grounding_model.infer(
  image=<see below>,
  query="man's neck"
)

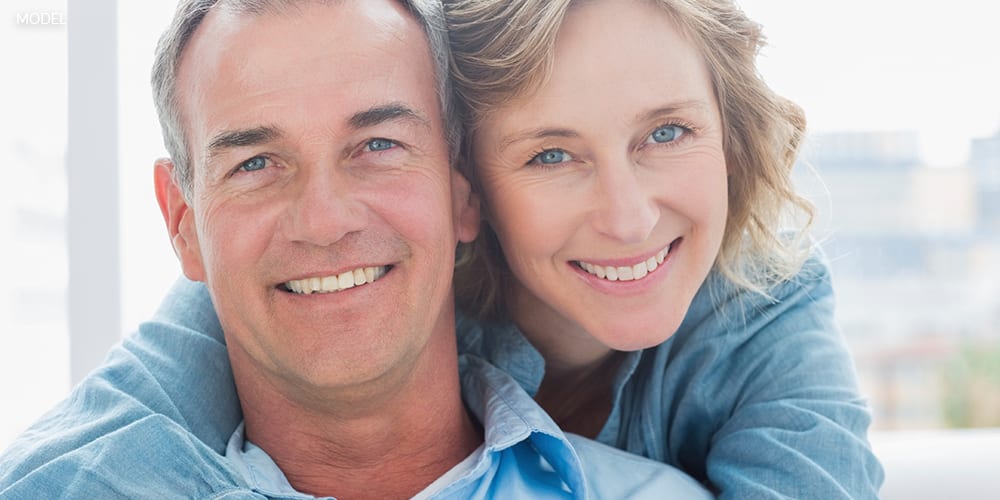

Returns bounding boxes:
[230,335,483,499]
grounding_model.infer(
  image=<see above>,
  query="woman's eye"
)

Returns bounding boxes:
[647,125,686,144]
[237,156,268,172]
[365,138,398,152]
[529,149,573,166]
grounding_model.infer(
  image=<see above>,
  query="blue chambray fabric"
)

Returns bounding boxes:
[1,253,883,498]
[0,280,709,499]
[457,253,885,499]
[0,282,248,498]
[222,357,710,499]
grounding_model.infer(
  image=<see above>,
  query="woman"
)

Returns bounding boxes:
[445,0,882,496]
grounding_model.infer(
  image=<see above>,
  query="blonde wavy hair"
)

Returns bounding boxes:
[447,0,814,321]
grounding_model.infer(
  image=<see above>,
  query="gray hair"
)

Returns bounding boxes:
[151,0,460,199]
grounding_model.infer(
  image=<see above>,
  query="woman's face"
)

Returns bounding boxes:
[472,0,729,352]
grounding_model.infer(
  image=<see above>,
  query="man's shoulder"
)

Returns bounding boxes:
[564,434,712,499]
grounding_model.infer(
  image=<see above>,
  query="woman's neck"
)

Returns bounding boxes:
[509,284,622,438]
[533,350,624,438]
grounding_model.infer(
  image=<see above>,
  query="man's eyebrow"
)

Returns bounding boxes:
[206,126,282,158]
[348,103,430,130]
[499,128,579,152]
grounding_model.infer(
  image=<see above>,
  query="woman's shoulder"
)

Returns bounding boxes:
[640,248,850,413]
[675,248,835,347]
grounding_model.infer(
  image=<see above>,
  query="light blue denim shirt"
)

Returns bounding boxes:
[0,281,709,499]
[1,254,882,498]
[456,254,884,498]
[220,356,710,499]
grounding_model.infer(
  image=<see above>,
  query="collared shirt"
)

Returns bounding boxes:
[0,281,709,499]
[222,356,711,499]
[457,254,885,499]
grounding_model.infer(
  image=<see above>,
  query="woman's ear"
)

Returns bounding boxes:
[154,159,206,282]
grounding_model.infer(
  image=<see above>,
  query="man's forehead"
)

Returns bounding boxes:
[174,0,440,154]
[174,0,431,97]
[184,0,423,63]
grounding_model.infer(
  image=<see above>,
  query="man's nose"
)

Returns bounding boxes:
[282,167,368,247]
[590,158,659,245]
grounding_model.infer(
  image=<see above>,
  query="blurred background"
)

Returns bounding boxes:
[2,0,999,497]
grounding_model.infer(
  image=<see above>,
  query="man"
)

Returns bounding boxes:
[0,0,709,498]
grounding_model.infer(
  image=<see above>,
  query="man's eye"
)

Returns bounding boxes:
[237,156,268,172]
[646,125,686,144]
[529,149,573,166]
[365,138,398,152]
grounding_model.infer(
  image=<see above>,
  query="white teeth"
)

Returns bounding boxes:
[605,266,618,281]
[632,262,648,280]
[321,275,337,291]
[284,266,389,295]
[617,266,633,281]
[577,242,673,283]
[338,271,355,290]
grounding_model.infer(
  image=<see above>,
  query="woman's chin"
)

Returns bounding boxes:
[590,318,681,352]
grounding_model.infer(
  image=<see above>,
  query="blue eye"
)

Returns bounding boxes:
[238,156,267,172]
[647,125,686,144]
[530,149,573,165]
[366,138,397,152]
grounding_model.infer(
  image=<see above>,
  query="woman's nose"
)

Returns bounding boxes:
[590,159,659,245]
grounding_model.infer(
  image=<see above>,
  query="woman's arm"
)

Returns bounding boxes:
[0,277,240,487]
[697,256,884,498]
[621,254,884,498]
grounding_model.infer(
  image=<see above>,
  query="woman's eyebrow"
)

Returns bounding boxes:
[496,100,712,152]
[635,100,711,123]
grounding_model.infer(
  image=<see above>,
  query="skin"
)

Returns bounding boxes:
[471,0,729,436]
[154,1,481,497]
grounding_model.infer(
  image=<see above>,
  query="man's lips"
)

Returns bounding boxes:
[279,265,392,294]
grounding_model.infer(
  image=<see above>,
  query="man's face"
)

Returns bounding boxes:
[155,0,479,393]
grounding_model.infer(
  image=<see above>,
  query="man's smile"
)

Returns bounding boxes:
[281,265,392,294]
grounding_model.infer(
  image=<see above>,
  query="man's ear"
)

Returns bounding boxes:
[154,159,206,282]
[451,168,481,244]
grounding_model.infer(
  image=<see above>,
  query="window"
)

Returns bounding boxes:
[0,0,69,449]
[739,0,1000,432]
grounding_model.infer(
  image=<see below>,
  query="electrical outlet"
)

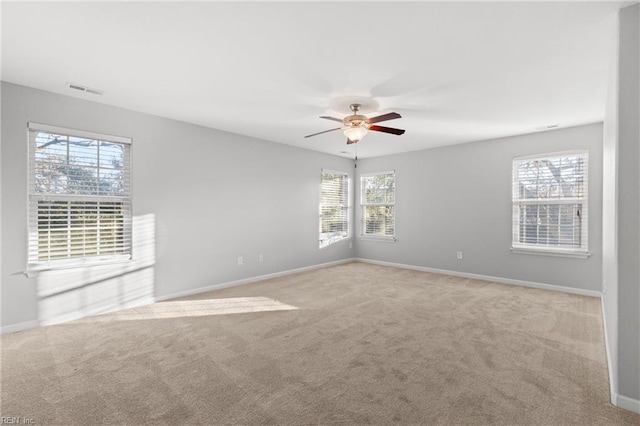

WORK INSTRUCTION ->
Give the material again exactly as it is, but keep the pictures out.

WRITTEN RESPONSE ->
grounding_model.infer(
  image=<see below>,
  query="man's neck"
)


Returns bounding boxes:
[230,335,483,499]
grounding_model.infer(
  image=<see above>,
  query="woman's eye"
)

Returns bounding boxes:
[647,125,686,144]
[237,156,268,172]
[365,138,398,152]
[529,149,573,166]
grounding_model.infer(
  image=<see above>,
  query="blue chambray fabric"
)

Returns bounding boxes:
[1,253,883,498]
[0,280,709,499]
[457,253,885,499]
[0,282,248,498]
[222,357,710,499]
grounding_model.infer(
  image=<see above>,
  query="woman"
)

Returns bounding boxes:
[445,0,882,496]
grounding_model.infer(
  image=<see above>,
  query="blonde wavy hair"
)

Returns bounding boxes:
[447,0,814,321]
grounding_model.infer(
  image=<see above>,
  query="gray hair"
)

Returns bounding boxes:
[151,0,460,199]
grounding_model.infer(
  image=<see above>,
  query="woman's face"
)

Returns bounding boxes:
[472,0,729,352]
grounding_model.infer(
  image=<see above>,
  query="man's shoulder"
)

Returns bounding boxes:
[564,434,712,499]
grounding_model.infer(
  image=<see above>,
  query="woman's neck"
)

Returns bounding boxes:
[509,284,622,438]
[533,350,624,438]
grounding_model.infer(
  image=<see above>,
  query="man's eyebrow"
)

Returns bounding boxes:
[206,126,282,158]
[348,103,430,130]
[499,128,579,152]
grounding_model.infer(
  image=<see above>,
  query="woman's shoulder"
)

Returns bounding boxes:
[640,248,850,413]
[675,248,835,347]
grounding_model.infer(
  image=<see above>,
  query="light blue denim shirt"
)

Returns bounding boxes:
[0,281,709,499]
[1,254,882,498]
[456,254,884,498]
[220,356,710,499]
grounding_model.infer(
  image=<see above>,
  query="collared shirt"
)

Returns bounding boxes:
[0,281,709,499]
[222,356,711,499]
[457,254,885,499]
grounding_model.infer(
  image=<see above>,
  query="woman's ear"
)

Returns bounding boxes:
[154,159,206,282]
grounding_model.infer(
  image=<see above>,
  query="man's forehead"
)

Returns bounding boxes:
[174,0,440,154]
[174,0,431,97]
[184,0,423,63]
grounding_model.infer(
  image=<see above>,
  query="man's nose"
)

Returns bounding boxes:
[282,167,368,247]
[590,158,659,245]
grounding_model.infer(
  image=<see above>,
  query="blurred background"
)

Returns bounding boxes:
[2,0,999,497]
grounding_model.infer(
  image=<see above>,
  query="man"
)

Returns bounding boxes:
[0,0,709,498]
grounding_model.infer(
  image=<see above>,
  query="man's eye"
)

Returns bounding boxes:
[237,156,268,172]
[646,125,686,144]
[529,149,573,166]
[365,138,398,152]
grounding_model.infer(
  image=<see above>,
  query="white teeth"
)

Returns bounding boxes:
[605,266,618,281]
[632,262,648,280]
[321,275,337,291]
[284,266,389,295]
[617,266,633,281]
[577,242,673,283]
[338,271,355,290]
grounding_model.infer(
  image=<see above>,
  query="woman's chin"
)

Returns bounding boxes:
[590,318,681,352]
grounding_model.infer(
  image=<see above>,
  query="blue eye"
)

Returns bounding boxes:
[238,156,267,172]
[647,125,686,144]
[530,149,573,165]
[366,138,397,152]
grounding_model.infer(
  image=<see above>,
  query="woman's nose"
)

Returns bounding boxes:
[590,159,659,245]
grounding_model.infer(
  image=<see above>,
  query="woman's arm"
)

Returns bounding boxes:
[0,277,240,487]
[697,256,884,498]
[621,254,884,498]
grounding_model.infer(
  image=<see above>,
  query="woman's eyebrow"
)

Returns bounding boxes:
[496,100,712,152]
[635,100,711,123]
grounding_model.infer(
  image=<see above>,
  query="skin"
)

Returns bounding boxes:
[471,0,729,436]
[154,1,481,497]
grounding_model.infer(
  image=<see above>,
  query="man's lips"
)

Returns bounding boxes:
[279,265,392,294]
grounding_model.infer(
  image=<see above>,
  query="man's face"
)

Returns bounding boxes:
[155,0,479,393]
grounding_model.infer(
  image=<see above>,
  query="man's smile"
)

Returns bounding boxes:
[281,265,392,294]
grounding_model.infer(
  image=<see above>,
  query="man's ear"
)

Returns bounding boxes:
[154,159,206,282]
[451,168,481,244]
grounding_model.infer(
  image=<see above>,
  query="window"
)

Returns bounding boxes:
[0,0,69,449]
[739,0,1000,432]
grounding_model.infer(
  image=<see below>,
  query="electrical outlet"
)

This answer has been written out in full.